> **DOCUMENT PASSAGE**
-- BEGIN --

# Evaluating Degrees at college



## O'GodHowGreatThouArt (Feb 1, 2012)

Hey all.

For those of you who had several colleges to choose from for a Master's or Doctorate degree, what were you looking for when selecting degree programs?

Example: Let's say you were going for a Master's degree in English, and you had your pick of Harvard and Yale (using Ivy league to keep the ground as even as possible). Assume all other outside factors are equal and the tiebreaker has to be at the quality of the English program at the schools. What traits would you look for within those programs to help decide which way to go?


----------



## Ask Mr. Religion (Feb 1, 2012)

"Quality" MS degree tie-breakers:

- Well-known professors
- Thesis/non-thesis based
- Scheduled availability of courses required to complete degree in your personal time-frame (Not really "quality" per se but important to quality if you have to take other courses just to meet requirements that would not be of interest to you.)
- Practicum type courses required/optional

AMR


----------



## Scottish Lass (Feb 1, 2012)

I would add what sort of visiting professors they attract, availability of professors/mentors (helpful come dissertation time), maybe even job placement rates.


----------



## CharlieJ (Feb 1, 2012)

#1. FUNDING - It does not matter how good a school you go to if you're working full time, hedging on your classes, and falling into debt. Go to a cheaper school or go to one with more accessible scholarships.

#2. JOB PLACEMENT - This is the most practical indicator of excellence. There are some excellent schools that don't work hard at placing their grads, but any school that does consistently place its grads will be excellent.

#3. FACULTY - On a master's level, the precise people who will be teaching you are somewhat less important, since good schools will generally have good teachers. On the doctoral level, you want to choose a school for a specific person or group of persons whom you want to mentor you. PhD programs can take 4-9 years, so pick someone you want to be around that whole time.


----------

-- END --

> **REQUIRED ACTIONS**
1. In the thread about choosing a graduate program, rewrite the paragraph that begins "#3. FACULTY" as a shorter list that keeps its main points.
2. From the thread about choosing a graduate program, transcribe the part starting with "I would add" and going on through "will be excellent.".

Records from a collection

-- BEGIN --

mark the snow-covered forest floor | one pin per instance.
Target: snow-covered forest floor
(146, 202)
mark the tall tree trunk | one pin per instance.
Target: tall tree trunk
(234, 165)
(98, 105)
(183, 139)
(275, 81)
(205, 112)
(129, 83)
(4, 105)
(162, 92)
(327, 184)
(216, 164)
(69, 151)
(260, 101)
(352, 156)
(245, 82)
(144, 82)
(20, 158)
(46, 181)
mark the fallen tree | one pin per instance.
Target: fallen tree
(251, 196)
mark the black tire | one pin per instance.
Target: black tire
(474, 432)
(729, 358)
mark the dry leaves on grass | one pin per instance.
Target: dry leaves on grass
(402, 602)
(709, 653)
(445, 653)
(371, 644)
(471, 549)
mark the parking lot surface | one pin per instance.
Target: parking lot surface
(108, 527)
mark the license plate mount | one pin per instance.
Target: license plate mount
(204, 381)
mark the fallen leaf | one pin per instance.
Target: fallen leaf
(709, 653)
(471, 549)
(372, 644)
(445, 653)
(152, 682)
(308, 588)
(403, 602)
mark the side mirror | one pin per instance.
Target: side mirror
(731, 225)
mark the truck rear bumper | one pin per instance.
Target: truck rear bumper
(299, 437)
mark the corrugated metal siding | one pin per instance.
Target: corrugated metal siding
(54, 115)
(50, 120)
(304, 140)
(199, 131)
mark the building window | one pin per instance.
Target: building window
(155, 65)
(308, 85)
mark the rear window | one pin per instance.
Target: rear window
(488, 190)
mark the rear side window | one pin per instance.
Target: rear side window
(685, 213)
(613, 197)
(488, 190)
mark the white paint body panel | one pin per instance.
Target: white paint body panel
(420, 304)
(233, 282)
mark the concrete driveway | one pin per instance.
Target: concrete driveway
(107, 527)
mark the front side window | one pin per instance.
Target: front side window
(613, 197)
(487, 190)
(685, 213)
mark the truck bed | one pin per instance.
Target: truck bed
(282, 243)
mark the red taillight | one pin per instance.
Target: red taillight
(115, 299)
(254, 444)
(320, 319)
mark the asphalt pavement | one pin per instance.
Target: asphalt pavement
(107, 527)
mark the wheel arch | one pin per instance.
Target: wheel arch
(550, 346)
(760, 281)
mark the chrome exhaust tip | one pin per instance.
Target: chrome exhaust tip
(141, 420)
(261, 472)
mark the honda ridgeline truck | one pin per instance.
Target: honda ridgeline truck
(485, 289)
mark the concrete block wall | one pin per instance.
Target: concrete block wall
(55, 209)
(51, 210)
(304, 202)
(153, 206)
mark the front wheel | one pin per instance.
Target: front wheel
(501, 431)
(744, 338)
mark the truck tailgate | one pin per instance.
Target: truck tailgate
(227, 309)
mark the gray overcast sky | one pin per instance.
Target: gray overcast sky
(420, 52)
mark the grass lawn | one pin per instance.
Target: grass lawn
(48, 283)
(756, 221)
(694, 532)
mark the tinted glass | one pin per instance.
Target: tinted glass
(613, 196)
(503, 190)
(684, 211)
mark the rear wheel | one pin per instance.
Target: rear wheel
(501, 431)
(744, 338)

-- END --

> **WRITTEN ANSWERS**
1.
Faculty:
- For a master's, the exact teachers matter less, since good schools generally have good teachers.
- For a doctorate, choose a school for a specific person or group you want as a mentor.
- PhD programs can take 4–9 years, so pick someone you want to be around that whole time.

2.
I would add what sort of visiting professors they attract, availability of professors/mentors (helpful come dissertation time), maybe even job placement rates.


----------



## CharlieJ (Feb 1, 2012)

#1. FUNDING - It does not matter how good a school you go to if you're working full time, hedging on your classes, and falling into debt. Go to a cheaper school or go to one with more accessible scholarships.

#2. JOB PLACEMENT - This is the most practical indicator of excellence. There are some excellent schools that don't work hard at placing their grads, but any school that does consistently place its grads will be excellent.